## GIVEN PASSAGE
+-------+
Dual Dedication

Jared Bullard [B.Sc.(Med.)/04, MD/04] can’t imagine just conducting research or just working as a physician.

For him, the two roles complement each other.

“To be an effective researcher, it helps if you do clinical work. I don’t think you can guide research the same way if you don’t understand what’s on the ground,” says Bullard, a professor of pediatrics and child health who is cross-appointed in medical microbiology and infectious diseases.

Bullard, a UM faculty member since 2010, is a pediatric infectious disease specialist and medical microbiologist. What motivates him, he says, is answering research questions that arise through his work with patients at the Children’s Hospital.

A child sits on an examination table in a medical clinic. He wears a stethoscope in his ears. Dr. Jared Bullard holds the end of the stethoscope to the side of the child's chest.

Very early in the COVID-19 pandemic, Bullard wanted to know how long people stayed infectious with the virus. At the time, he was associate medical director of Manitoba’s Cadham Provincial Laboratory. He assembled a research team and discovered that people with COVID were contagious for seven or eight days.

Bullard’s team was one of the first in the world to report this finding. His results were published in the journal Clinical Infectious Diseases and used to inform self-isolation guidelines by the Public Health Agency of Canada, the United States’ Centers for Disease Control and Prevention, and public health agencies in the United Kingdom.

Bullard also published research in the Canadian Medical Association Journal showing that children were less infectious than adults. “Our lab findings correlated well with what we were observing clinically,” the scientist says.

Congenital syphilis, which occurs when syphilis passes to a baby during pregnancy, is another area of expertise for Bullard. He leads a national surveillance study that has confirmed a known high rate of the disease in Manitoba. Provinces such as British Columbia and Ontario are now seeing increasing rates, he says.

“I can help those provinces by suggesting actions they can take to get on top of the disease while the case numbers are still small.”

Bullard, who is also affiliated with the Children’s Hospital Research Institute of Manitoba, is currently working on a project about vaccine-preventable diseases and hopes to join a study focused on measles.

“Seeing kids suffering in hospital with diseases that are preventable through vaccines, including measles, really motivates me to understand these infections –  and just as importantly, the thought process for why caregivers would opt not to provide vaccines.”

Bullard was born in Nassau, Bahamas and moved to Winnipeg with his family at age three. His mother, who is from Winnipeg, and his father, from the Bahamas, met while attending UM.

Bullard, who held his leadership role at the Cadham lab for 12 years and also served as director general of medical and scientific affairs at the National Microbiology Laboratory, says he has a long list of UM professors who guided and influenced him.

One of those mentors was Dr. Joanne Embree, a professor of pediatrics and child health who told Bullard that he didn’t have to enter internal medicine to pursue a sub-specialty in infectious diseases, but could do it through pediatrics. That changed the course of his career.

As a pediatrician, Bullard gets to see firsthand the impact his research has on children.

“I know that what I’m doing benefits them. That’s the main part of what drives my research.”
+-------+
## DATA FOR REVIEW
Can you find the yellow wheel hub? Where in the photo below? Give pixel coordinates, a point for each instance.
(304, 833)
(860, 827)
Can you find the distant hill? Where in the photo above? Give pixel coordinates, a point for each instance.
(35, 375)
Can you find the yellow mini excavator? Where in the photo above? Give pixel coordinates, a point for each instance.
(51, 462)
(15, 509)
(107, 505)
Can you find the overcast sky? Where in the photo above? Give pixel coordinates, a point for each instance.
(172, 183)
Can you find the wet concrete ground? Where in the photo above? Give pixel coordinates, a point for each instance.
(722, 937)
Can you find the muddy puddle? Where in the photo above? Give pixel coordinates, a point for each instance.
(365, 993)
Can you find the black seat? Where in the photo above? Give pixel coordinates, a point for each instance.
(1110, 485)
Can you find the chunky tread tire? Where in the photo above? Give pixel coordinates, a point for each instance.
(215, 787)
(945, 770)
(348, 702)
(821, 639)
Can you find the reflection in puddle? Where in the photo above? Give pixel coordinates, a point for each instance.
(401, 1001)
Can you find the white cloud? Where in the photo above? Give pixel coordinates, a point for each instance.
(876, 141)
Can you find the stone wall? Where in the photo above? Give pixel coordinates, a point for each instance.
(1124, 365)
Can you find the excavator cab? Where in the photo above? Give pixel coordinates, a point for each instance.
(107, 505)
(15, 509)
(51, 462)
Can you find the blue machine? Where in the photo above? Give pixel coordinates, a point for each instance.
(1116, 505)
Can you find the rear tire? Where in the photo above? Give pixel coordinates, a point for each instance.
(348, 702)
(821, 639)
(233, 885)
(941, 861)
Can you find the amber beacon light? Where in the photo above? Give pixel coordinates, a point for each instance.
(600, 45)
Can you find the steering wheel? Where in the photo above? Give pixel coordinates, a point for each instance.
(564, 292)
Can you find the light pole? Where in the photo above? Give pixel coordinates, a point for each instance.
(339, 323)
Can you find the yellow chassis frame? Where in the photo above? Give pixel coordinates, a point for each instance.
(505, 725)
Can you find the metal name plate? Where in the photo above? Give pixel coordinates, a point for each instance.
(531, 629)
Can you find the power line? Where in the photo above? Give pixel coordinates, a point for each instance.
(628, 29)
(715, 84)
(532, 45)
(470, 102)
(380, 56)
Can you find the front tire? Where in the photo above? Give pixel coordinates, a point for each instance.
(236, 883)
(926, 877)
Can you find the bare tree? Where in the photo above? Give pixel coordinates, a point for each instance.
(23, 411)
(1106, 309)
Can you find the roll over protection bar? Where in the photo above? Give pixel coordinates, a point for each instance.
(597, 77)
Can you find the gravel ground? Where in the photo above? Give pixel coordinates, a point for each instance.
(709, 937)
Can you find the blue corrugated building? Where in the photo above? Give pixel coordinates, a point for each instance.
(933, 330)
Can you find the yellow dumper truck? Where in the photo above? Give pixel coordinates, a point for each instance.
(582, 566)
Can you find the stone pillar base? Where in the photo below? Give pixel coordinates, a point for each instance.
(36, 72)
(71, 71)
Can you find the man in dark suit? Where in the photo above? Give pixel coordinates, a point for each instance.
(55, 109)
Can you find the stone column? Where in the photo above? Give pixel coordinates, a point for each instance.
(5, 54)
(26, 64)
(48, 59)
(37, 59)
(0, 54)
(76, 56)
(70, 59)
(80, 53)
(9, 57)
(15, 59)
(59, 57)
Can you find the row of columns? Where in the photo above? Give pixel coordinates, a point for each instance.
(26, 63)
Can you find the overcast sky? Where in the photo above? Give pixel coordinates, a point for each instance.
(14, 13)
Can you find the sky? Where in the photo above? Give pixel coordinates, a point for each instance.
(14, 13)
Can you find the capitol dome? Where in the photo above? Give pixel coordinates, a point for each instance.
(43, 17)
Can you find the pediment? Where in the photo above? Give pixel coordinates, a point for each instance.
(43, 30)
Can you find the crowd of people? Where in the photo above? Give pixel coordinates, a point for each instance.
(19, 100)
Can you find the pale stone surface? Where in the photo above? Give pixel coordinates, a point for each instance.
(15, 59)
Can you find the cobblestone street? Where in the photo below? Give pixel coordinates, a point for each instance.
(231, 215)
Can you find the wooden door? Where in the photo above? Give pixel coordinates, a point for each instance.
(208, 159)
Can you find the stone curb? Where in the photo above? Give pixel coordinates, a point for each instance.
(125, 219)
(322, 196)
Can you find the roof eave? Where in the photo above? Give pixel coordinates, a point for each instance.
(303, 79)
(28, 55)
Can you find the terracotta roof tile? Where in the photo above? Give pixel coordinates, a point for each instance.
+-------+
## WHAT TO PRODUCE
From the Dual Dedication article above, reproduce the passage that opens with the words containing "Bullard, who is" and closes with "and influenced him.".

## TASK RESULT
Bullard, who is also affiliated with the Children’s Hospital Research Institute of Manitoba, is currently working on a project about vaccine-preventable diseases and hopes to join a study focused on measles.

“Seeing kids suffering in hospital with diseases that are preventable through vaccines, including measles, really motivates me to understand these infections –  and just as importantly, the thought process for why caregivers would opt not to provide vaccines.”

Bullard was born in Nassau, Bahamas and moved to Winnipeg with his family at age three. His mother, who is from Winnipeg, and his father, from the Bahamas, met while attending UM.

Bullard, who held his leadership role at the Cadham lab for 12 years and also served as director general of medical and scientific affairs at the National Microbiology Laboratory, says he has a long list of UM professors who guided and influenced him.